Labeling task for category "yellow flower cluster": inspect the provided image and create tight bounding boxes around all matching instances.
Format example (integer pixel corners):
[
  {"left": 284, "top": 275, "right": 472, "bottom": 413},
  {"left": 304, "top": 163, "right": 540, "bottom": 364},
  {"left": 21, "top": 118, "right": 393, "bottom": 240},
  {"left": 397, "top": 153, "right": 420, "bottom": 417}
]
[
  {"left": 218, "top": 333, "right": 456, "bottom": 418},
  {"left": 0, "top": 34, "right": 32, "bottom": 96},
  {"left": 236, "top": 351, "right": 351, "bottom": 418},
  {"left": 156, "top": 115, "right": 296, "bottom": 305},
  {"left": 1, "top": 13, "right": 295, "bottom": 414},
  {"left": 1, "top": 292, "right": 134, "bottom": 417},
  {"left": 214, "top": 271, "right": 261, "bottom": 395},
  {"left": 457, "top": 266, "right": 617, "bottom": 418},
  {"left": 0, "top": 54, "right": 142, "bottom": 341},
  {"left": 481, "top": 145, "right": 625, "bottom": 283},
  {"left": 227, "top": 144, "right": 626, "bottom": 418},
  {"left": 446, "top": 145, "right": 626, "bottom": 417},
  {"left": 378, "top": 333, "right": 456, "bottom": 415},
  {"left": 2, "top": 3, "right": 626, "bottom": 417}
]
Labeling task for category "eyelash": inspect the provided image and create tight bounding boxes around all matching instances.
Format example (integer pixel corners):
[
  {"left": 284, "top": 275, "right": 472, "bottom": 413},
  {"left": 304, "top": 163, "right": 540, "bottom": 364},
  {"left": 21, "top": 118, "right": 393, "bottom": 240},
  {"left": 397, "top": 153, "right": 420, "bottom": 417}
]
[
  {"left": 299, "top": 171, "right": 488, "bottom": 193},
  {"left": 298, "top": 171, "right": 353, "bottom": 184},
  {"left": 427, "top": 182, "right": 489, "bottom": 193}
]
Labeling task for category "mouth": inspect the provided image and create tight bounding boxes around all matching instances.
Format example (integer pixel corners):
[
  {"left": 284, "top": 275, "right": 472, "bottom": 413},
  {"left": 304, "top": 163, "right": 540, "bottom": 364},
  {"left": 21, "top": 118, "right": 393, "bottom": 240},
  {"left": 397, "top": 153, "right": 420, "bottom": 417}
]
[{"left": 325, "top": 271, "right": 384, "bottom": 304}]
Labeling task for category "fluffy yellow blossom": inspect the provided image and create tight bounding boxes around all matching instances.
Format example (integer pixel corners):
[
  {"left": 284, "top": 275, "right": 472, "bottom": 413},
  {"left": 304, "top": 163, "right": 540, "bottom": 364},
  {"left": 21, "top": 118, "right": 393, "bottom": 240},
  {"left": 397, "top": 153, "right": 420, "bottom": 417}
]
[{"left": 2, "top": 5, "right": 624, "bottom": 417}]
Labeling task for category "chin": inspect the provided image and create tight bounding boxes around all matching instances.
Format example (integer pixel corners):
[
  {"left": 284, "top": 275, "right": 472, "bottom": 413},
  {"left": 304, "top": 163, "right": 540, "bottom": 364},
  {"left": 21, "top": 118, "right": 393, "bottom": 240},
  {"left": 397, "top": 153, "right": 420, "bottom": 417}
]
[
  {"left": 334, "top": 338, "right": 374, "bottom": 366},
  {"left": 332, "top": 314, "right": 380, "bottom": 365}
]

---

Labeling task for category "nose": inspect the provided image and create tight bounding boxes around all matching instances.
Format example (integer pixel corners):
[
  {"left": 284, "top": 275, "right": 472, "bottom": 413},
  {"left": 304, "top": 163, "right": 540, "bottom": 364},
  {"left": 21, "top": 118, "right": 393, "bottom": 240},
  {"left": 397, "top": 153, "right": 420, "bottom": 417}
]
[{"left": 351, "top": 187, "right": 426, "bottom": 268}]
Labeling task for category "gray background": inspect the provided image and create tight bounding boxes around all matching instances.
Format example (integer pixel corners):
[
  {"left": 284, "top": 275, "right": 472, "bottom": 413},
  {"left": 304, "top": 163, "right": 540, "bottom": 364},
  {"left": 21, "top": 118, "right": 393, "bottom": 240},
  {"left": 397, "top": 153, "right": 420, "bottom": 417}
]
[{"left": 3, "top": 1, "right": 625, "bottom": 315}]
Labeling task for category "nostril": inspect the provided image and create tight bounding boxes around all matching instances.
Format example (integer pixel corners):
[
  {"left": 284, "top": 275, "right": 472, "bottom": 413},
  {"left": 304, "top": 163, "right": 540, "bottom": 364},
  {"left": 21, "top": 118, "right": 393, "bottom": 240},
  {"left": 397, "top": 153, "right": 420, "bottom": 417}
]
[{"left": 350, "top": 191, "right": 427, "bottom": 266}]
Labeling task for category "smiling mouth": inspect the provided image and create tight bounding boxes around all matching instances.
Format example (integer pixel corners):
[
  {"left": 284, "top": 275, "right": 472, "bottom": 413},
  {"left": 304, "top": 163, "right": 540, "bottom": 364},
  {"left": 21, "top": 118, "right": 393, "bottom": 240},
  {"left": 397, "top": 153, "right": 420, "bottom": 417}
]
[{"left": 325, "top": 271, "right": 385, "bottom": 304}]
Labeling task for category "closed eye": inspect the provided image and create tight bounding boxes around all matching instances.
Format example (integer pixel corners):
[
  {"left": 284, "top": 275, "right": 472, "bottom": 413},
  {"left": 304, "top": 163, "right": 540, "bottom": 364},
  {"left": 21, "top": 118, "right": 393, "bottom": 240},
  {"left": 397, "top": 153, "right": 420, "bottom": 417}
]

* _Problem to work on_: Please return each line of the listing above that contains "yellow".

* _Output of the task_:
Labeling task for category "yellow flower cluster": inspect the provided image and create tight bounding boxes around all matching instances.
Labeling task for category "fluffy yellow blossom": inspect the provided image and create tight bounding boxes around all matching instances.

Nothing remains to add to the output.